=== Your task ===
Look for the line that has "x=192, y=339" in the material below; please repeat it and every line after it, exactly, up to and including the line that has "x=274, y=362", and nothing else.

========

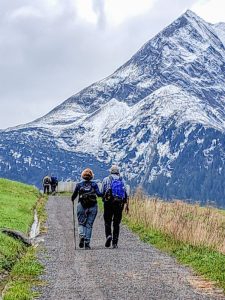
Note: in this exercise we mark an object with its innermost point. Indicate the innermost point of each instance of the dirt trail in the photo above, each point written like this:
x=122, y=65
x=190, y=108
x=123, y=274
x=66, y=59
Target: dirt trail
x=133, y=271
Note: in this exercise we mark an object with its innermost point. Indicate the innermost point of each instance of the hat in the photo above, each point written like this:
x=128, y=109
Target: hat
x=87, y=174
x=114, y=169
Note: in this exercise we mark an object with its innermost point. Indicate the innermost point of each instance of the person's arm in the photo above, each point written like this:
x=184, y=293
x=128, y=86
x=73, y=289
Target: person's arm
x=98, y=193
x=76, y=191
x=126, y=198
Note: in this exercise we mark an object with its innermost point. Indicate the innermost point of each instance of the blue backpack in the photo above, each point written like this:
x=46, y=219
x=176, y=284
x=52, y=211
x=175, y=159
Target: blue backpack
x=117, y=189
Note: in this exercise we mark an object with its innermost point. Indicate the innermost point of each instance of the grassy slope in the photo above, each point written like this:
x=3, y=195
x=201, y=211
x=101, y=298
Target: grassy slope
x=17, y=202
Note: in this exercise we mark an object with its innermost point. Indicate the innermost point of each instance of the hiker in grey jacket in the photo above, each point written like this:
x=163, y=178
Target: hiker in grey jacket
x=115, y=198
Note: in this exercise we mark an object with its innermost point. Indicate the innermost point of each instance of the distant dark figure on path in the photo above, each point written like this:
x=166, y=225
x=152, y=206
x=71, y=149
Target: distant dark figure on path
x=115, y=198
x=46, y=184
x=54, y=184
x=87, y=207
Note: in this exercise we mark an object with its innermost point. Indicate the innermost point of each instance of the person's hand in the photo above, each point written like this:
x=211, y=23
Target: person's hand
x=126, y=208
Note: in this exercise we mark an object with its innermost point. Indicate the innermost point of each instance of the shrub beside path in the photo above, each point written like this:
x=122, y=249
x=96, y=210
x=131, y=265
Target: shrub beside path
x=133, y=271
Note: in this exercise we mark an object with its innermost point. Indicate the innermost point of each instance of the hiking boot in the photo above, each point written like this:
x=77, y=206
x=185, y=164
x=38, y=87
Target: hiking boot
x=87, y=246
x=108, y=241
x=81, y=242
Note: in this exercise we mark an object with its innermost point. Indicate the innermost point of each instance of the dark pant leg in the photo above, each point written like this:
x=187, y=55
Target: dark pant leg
x=108, y=214
x=117, y=217
x=91, y=215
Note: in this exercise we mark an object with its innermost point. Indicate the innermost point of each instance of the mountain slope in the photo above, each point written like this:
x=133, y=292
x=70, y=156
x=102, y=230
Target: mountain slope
x=161, y=117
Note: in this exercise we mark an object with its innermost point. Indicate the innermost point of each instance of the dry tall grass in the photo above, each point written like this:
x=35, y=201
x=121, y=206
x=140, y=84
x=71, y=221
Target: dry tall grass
x=188, y=223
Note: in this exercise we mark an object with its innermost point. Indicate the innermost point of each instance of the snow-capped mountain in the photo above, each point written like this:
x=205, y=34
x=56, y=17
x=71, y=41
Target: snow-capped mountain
x=161, y=117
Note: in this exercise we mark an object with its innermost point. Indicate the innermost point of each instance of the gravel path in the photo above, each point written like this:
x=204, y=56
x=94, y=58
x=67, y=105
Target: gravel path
x=133, y=271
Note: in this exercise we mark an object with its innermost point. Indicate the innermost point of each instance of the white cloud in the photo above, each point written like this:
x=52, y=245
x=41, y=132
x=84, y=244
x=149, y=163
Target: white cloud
x=50, y=49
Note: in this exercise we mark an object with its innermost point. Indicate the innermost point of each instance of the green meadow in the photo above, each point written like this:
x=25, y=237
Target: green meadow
x=18, y=265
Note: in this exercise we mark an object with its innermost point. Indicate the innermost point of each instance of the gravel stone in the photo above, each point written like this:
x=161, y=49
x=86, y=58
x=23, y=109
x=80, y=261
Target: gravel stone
x=133, y=271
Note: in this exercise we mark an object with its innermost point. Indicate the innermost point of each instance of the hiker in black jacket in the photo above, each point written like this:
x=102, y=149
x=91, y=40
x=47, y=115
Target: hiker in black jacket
x=87, y=207
x=46, y=184
x=115, y=198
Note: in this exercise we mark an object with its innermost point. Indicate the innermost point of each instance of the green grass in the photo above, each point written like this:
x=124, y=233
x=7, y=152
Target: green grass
x=23, y=278
x=17, y=203
x=206, y=262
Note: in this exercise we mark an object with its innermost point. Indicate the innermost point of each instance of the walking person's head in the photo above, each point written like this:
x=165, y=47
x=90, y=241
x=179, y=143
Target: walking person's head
x=115, y=170
x=87, y=174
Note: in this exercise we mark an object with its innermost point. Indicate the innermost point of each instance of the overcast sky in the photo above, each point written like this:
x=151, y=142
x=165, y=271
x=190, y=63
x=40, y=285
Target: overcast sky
x=51, y=49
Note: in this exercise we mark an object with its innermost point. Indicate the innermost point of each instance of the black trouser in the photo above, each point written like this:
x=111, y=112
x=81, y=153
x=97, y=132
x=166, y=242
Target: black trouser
x=113, y=213
x=46, y=188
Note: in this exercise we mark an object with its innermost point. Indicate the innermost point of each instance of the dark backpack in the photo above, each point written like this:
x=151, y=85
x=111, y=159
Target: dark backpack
x=47, y=180
x=117, y=189
x=87, y=195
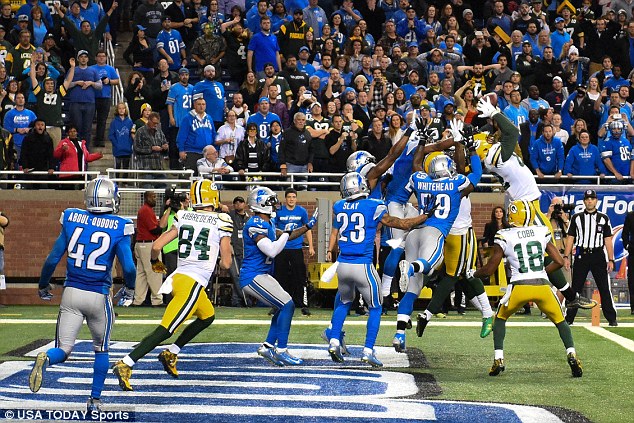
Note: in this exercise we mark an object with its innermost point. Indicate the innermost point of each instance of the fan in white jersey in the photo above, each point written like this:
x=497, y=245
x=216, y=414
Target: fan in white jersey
x=203, y=234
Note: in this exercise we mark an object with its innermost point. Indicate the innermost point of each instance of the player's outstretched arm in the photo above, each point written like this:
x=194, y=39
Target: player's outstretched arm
x=493, y=263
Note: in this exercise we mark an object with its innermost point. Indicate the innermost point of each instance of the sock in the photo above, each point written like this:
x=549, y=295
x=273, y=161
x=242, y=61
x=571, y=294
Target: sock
x=284, y=318
x=338, y=318
x=99, y=372
x=148, y=343
x=372, y=331
x=499, y=332
x=565, y=334
x=55, y=355
x=442, y=291
x=193, y=329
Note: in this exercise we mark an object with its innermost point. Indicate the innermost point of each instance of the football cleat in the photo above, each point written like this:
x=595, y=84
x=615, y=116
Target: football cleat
x=497, y=368
x=123, y=372
x=37, y=374
x=421, y=324
x=371, y=360
x=399, y=342
x=269, y=354
x=168, y=360
x=581, y=302
x=406, y=273
x=287, y=359
x=335, y=353
x=575, y=365
x=93, y=405
x=487, y=326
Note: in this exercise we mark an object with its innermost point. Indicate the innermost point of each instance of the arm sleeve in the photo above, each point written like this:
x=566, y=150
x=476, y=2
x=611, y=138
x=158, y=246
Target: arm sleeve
x=124, y=254
x=56, y=254
x=272, y=248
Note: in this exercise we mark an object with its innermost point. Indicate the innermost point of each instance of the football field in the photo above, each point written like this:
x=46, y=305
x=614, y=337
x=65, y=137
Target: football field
x=443, y=377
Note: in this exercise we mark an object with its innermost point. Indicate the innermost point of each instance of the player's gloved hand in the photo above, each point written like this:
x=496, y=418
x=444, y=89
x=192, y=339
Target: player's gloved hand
x=124, y=296
x=45, y=293
x=456, y=126
x=313, y=219
x=485, y=107
x=430, y=206
x=158, y=266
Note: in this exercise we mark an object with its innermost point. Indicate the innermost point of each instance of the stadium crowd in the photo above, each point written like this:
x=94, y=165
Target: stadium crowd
x=296, y=86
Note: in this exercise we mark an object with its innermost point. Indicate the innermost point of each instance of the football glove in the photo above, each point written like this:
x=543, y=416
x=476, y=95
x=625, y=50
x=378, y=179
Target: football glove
x=313, y=219
x=124, y=296
x=485, y=107
x=45, y=293
x=158, y=266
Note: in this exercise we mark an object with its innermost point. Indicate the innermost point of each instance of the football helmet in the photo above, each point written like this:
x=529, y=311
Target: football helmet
x=358, y=159
x=616, y=128
x=204, y=193
x=353, y=186
x=520, y=213
x=102, y=196
x=262, y=200
x=442, y=166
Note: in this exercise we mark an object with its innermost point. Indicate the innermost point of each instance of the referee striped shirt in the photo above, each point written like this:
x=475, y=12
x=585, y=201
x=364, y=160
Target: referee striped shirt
x=590, y=229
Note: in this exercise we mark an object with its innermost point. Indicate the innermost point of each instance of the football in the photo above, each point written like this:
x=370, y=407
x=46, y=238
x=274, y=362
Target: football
x=493, y=98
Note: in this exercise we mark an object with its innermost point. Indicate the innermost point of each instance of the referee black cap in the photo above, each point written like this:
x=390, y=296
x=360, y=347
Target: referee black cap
x=590, y=193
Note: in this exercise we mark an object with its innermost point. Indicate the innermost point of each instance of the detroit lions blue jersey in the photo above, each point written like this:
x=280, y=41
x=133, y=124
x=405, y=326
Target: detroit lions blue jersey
x=401, y=171
x=447, y=192
x=356, y=222
x=255, y=261
x=298, y=216
x=92, y=241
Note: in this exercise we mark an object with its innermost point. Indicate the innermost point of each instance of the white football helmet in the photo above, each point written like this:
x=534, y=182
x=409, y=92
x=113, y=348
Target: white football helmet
x=442, y=166
x=353, y=186
x=262, y=200
x=358, y=159
x=102, y=196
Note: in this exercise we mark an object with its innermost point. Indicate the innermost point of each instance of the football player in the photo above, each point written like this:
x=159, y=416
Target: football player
x=501, y=160
x=355, y=220
x=91, y=239
x=524, y=246
x=261, y=245
x=203, y=234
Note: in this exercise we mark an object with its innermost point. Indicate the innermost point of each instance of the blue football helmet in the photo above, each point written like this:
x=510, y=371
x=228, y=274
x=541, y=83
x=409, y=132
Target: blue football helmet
x=353, y=186
x=442, y=166
x=102, y=196
x=262, y=200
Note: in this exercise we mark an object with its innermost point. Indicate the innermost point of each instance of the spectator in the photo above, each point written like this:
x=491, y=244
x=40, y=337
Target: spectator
x=148, y=230
x=109, y=77
x=36, y=154
x=178, y=102
x=82, y=95
x=49, y=101
x=120, y=136
x=177, y=55
x=584, y=159
x=17, y=121
x=547, y=154
x=74, y=157
x=196, y=131
x=209, y=48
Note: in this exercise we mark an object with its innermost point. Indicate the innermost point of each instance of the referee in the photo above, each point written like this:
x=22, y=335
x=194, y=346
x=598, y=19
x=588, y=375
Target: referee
x=590, y=232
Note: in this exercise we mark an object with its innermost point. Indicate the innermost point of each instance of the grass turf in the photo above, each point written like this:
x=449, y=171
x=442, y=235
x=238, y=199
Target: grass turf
x=536, y=370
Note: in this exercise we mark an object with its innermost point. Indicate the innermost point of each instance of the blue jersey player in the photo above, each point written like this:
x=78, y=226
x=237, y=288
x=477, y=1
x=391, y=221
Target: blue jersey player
x=424, y=246
x=91, y=239
x=261, y=245
x=355, y=221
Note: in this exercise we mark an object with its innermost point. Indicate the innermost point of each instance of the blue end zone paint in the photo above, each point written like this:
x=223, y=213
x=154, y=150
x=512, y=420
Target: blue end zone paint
x=230, y=382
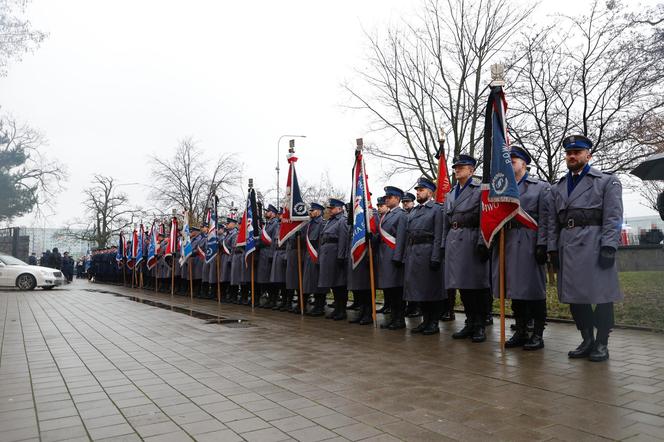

========

=== Solved problem ===
x=192, y=339
Target: player's gloved hand
x=124, y=296
x=45, y=293
x=456, y=126
x=313, y=219
x=485, y=107
x=430, y=206
x=158, y=266
Note: in this exercise we mark an object with its innermost point. Indicate the innermost point of each instance of the stadium crowd in the photo above, each point written like this:
x=94, y=165
Target: stadium crowd
x=296, y=86
Note: in this exercise we mark an object with its innermost point. Indicate the innermost point of each instance of the football glove in the photo above, each point written like this:
x=543, y=416
x=476, y=95
x=625, y=50
x=378, y=179
Target: football glove
x=313, y=219
x=124, y=296
x=485, y=107
x=45, y=293
x=158, y=266
Note: in this exercise we mark an object with its innermost point. Indicate the innermost point of each instance of the football helmet in the photo above, each point written like this:
x=529, y=311
Target: football helmet
x=358, y=159
x=616, y=128
x=204, y=193
x=353, y=186
x=520, y=213
x=102, y=196
x=262, y=200
x=442, y=166
Note: in this exercise we mark an object with its innermost point. Indicate the innermost point of each instance of the referee striped shirt in the photo above, each point written like this:
x=475, y=12
x=585, y=201
x=364, y=160
Target: referee striped shirt
x=590, y=229
Note: in this exercise we mark an object with its innermost point. Indicate the innermost point of each instance of the football in the photo above, each point written like this:
x=370, y=407
x=46, y=238
x=274, y=362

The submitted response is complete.